[Given passage]:
--- START ---

Teachers are in fact a school’s most valuable resource, and Mr. Pringle has already proven himself to be an example of this. Recounting an experience from his internship in a fifth grade Baltimore city classroom, he shares an example of his efforts to give a struggling reader the attention that he needed. “Students were given an independent reading assignment and he was sitting at his desk, staring at the paper. I knew he wasn’t going to read it on his own, so I called him over and said, ‘We’re just gonna read this together.’ We turned our backs to the rest of the class, and I just read with him. He kept saying, ‘I don’t want to do this,’ but I just kept reading with him. I told him, ‘I’m not going to give up.’ And a tear was falling out of his eye. In that moment, I wanted to cry with him too. But we got through it. And I’ve never felt so emotionally full and so fulfilled. Because I knew I was in the right place.”
Often, Jaylin maintains, the difference between a strong and weak educational experience for a young person lies in the existence of high expectations or the lack thereof. “Students will say, ‘It’s elementary school. None of this is going to matter until I get to middle school.” But of course, it matters deeply. The research is clear that students’ future outcomes are at great risk if they are not reading with proficiency by the end of third grade. “I want all of my students, [as early as] kindergarten, to understand the seriousness with which I approach the work. And I want that to inspire them to be serious in their academics.”
Having been on the receiving end of inspiration on many occasions, Jaylin cites caring mentors as critical to his decision to pursue teaching. Originally intending to study architecture and then political science, it wasn’t until sophomore year that he walked into the School of Education and Urban Studies to speak to the department chair. He wasn’t expecting to meet Dr. Thurman Bridges, who shared his own experience with transitioning into education from a different career, a story that immediately resonated with Jaylin. “His energy was so representative of the whole education department at Morgan.” Jaylin later had the privilege of learning from professor Dr. Simone Gibson, who introduced him to the science of reading and connected him to a summer fellowship teaching first through 8th grade students in Washington, DC. She also opened doors to the wider world, as Jaylin took part in a study abroad trip to Cuba to learn about the country’s literacy brigade in the 1960s.
Jaylin’s skills teaching literacy and passion for the work will undoubtedly afford him many options in his job search for the coming school year. Citing a dedicated principal, low staff turnover, and community buy-in as key ingredients of well-defined, affirming school culture, Jaylin is excited to find a school home where both he and his students can flourish. In addition to his classroom teaching, he hopes his future school will enthusiastically support his plans to be a speech and debate coach, starting a team from scratch if there isn’t one. “I don’t want to be in a place where I have to fight to do something positive. I know I want to contribute.I want to be involved.”
And what is Jaylin’s dream for the field of education as a whole? “I wish people would have respect for teachers when it comes to their students’ academic health in the same way that they respect pediatricians with children’s physical health. Illiteracy is just as dire as a physical ailment, with potentially worse outcomes.” With brilliant minds like Jaylin Pringle committed to combat low expectations and scarcity of opportunity for young people, that dream doesn’t feel so out of reach.

--- END ---

[What to work on]:
1. According to the Jaylin Pringle profile, what grade was the Baltimore city classroom where he did his internship?
2. Condense the paragraph in the Jaylin Pringle profile beginning "Jaylin's skills teaching literacy" into a short bulleted list that keeps its main facts.
The records that follow come from a different source than the Jaylin Pringle profile.

[Information given]:
--- START ---

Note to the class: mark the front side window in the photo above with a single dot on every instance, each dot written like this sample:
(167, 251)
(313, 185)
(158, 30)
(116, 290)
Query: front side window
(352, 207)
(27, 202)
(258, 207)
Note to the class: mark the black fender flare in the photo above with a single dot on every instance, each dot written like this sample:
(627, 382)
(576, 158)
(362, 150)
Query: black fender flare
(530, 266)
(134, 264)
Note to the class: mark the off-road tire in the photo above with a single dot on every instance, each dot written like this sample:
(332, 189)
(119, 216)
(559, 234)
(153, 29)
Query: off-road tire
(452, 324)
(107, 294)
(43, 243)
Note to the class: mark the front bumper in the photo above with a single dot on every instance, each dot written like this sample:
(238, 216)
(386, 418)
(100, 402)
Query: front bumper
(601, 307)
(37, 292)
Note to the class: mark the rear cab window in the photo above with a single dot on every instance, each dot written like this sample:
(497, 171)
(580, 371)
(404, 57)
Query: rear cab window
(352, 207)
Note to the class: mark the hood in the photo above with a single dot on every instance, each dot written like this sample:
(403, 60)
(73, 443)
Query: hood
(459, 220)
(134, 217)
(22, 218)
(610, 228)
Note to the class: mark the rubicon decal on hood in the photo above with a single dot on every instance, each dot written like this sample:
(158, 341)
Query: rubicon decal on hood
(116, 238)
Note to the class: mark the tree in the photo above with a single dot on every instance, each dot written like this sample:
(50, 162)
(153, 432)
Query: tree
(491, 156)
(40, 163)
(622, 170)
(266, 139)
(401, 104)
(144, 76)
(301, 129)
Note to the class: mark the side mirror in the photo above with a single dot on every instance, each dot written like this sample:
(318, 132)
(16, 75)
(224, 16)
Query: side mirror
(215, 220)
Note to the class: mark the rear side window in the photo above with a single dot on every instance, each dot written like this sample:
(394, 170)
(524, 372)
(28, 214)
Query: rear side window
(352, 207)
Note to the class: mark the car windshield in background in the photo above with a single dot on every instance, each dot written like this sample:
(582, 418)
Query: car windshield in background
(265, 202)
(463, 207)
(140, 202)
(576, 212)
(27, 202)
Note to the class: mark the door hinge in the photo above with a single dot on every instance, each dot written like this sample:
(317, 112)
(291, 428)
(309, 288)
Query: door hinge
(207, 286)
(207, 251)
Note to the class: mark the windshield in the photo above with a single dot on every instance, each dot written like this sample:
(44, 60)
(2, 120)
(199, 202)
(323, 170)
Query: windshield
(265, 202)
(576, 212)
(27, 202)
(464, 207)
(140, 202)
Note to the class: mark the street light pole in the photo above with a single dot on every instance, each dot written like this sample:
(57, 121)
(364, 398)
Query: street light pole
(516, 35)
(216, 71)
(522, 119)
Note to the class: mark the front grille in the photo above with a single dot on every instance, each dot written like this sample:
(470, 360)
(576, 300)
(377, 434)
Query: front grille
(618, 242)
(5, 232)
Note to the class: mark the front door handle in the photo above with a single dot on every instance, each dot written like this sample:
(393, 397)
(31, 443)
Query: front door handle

--- END ---

[Task-by-task answers]:
1. A fifth grade classroom.

2.
- Jaylin's literacy teaching skills and passion should give him many options in his job search for the coming school year.
- He considers a dedicated principal, low staff turnover, and community buy-in key ingredients of a well-defined, affirming school culture.
- He wants a school where both he and his students can flourish.
- He hopes his future school will support his plans to coach speech and debate, even starting a team from scratch if none exists.
- He does not want to fight to do something positive. He wants to contribute and be involved.